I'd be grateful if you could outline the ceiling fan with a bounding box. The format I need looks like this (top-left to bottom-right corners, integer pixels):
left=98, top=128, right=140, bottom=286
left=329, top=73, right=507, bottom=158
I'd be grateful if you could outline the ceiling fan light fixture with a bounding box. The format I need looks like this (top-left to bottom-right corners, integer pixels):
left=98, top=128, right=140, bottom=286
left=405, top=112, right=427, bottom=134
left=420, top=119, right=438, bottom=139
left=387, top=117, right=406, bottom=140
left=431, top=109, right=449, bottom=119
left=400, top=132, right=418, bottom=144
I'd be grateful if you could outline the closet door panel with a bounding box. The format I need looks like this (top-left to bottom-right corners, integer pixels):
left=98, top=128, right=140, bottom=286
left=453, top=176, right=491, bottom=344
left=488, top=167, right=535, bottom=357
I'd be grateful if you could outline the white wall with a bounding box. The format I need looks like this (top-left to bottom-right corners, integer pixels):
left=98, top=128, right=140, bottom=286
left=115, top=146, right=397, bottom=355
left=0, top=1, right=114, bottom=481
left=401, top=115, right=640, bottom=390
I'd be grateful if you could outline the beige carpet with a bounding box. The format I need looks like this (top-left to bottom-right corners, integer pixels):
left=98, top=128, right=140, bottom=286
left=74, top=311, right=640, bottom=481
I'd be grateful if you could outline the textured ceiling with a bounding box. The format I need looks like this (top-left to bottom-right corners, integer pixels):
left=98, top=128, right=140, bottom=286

++++++

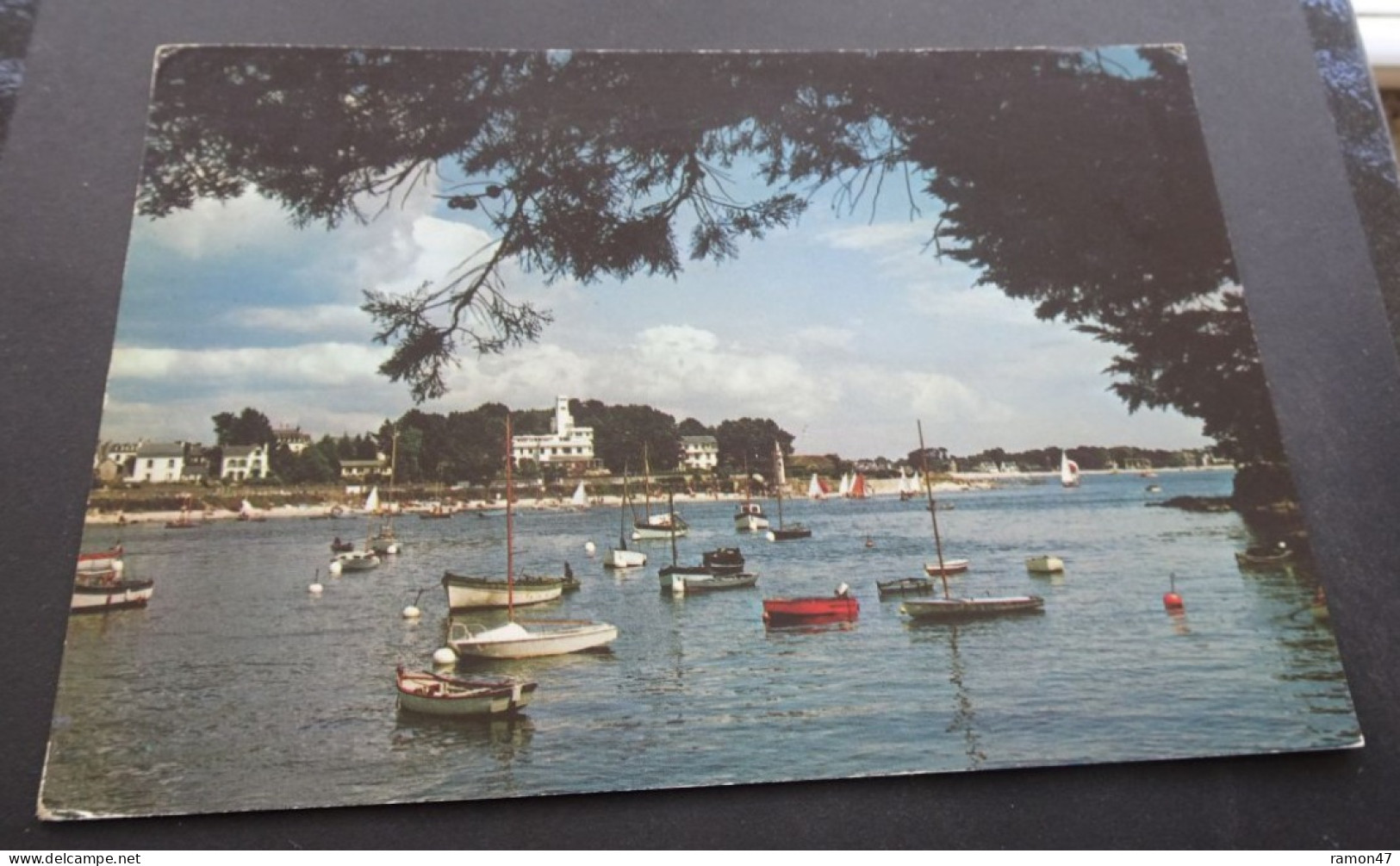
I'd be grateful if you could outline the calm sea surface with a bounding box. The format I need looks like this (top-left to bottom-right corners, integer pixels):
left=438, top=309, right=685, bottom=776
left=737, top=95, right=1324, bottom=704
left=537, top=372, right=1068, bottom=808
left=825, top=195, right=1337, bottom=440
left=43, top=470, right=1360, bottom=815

++++++

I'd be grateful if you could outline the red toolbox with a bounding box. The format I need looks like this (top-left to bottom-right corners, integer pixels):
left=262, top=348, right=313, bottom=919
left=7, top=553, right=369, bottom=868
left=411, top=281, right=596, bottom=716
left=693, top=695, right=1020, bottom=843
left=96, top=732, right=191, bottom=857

++++++

_Task description_
Rescale the items starting at the line containing "I'd be grateful if you could outline the ceiling fan with" and ending at the line containing "left=400, top=132, right=418, bottom=144". Reproduce every line in that span, multiplying each bounding-box coordinate in the answers by 1.3 and rounding to whole numbers with halves rounded up, and leave all other lines, including their format samples, unchanged.

_Completed exercise_
I'd be grateful if you could outline the ceiling fan with a bounding box. The format I need looks like this (top-left to bottom-right corners, integer pixels):
left=98, top=128, right=140, bottom=286
left=428, top=95, right=659, bottom=205
I'd be grateful if you could outline the ceiling fan light fixture with a bounding box. The format I need looks like this (top-left to bottom-right corners, integer pixels):
left=98, top=128, right=140, bottom=286
left=527, top=146, right=555, bottom=174
left=546, top=155, right=569, bottom=181
left=503, top=152, right=528, bottom=182
left=560, top=142, right=584, bottom=155
left=520, top=172, right=543, bottom=187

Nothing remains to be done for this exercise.